▶ **Request**: Extract each line of the listing below that contains the string "outline". Case counts, so match uppercase and lowercase letters as given.

BEGIN Provided entries

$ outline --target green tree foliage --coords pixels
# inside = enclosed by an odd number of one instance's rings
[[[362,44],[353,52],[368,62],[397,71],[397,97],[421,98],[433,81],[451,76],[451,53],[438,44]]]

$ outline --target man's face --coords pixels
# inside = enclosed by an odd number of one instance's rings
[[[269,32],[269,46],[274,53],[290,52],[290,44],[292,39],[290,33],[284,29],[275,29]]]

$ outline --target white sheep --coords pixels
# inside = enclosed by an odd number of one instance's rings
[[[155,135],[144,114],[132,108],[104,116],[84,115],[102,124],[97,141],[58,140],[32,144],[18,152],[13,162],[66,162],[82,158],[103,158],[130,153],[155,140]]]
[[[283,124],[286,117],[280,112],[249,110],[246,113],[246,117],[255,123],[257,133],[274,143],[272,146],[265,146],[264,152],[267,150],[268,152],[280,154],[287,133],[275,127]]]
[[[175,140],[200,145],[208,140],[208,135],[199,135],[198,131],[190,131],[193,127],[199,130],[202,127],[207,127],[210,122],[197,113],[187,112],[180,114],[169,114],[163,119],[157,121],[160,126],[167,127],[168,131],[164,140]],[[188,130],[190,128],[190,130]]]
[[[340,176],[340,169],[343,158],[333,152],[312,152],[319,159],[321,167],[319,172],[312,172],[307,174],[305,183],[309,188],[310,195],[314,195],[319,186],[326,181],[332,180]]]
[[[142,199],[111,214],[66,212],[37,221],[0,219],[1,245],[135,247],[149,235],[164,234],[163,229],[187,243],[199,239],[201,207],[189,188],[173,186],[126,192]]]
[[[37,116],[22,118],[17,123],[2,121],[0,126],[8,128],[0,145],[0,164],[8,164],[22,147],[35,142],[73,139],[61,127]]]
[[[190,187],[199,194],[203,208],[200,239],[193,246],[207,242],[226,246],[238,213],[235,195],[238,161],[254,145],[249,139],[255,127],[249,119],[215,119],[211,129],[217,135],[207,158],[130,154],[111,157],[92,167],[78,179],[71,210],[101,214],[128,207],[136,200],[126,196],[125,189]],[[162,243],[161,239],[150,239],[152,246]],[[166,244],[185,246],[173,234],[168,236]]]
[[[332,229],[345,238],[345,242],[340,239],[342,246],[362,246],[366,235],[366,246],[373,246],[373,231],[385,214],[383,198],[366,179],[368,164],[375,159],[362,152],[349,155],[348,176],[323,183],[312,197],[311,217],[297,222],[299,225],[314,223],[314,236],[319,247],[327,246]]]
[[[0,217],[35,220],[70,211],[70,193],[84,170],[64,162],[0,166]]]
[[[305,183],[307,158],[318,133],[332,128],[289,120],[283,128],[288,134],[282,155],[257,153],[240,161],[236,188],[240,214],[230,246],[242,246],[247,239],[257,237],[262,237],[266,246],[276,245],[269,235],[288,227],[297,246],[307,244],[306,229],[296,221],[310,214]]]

END Provided entries

▶ **Correct response**:
$ outline --target green tree foliage --coords pixels
$ outline --target man's face --coords pixels
$ outline --target white sheep --coords pixels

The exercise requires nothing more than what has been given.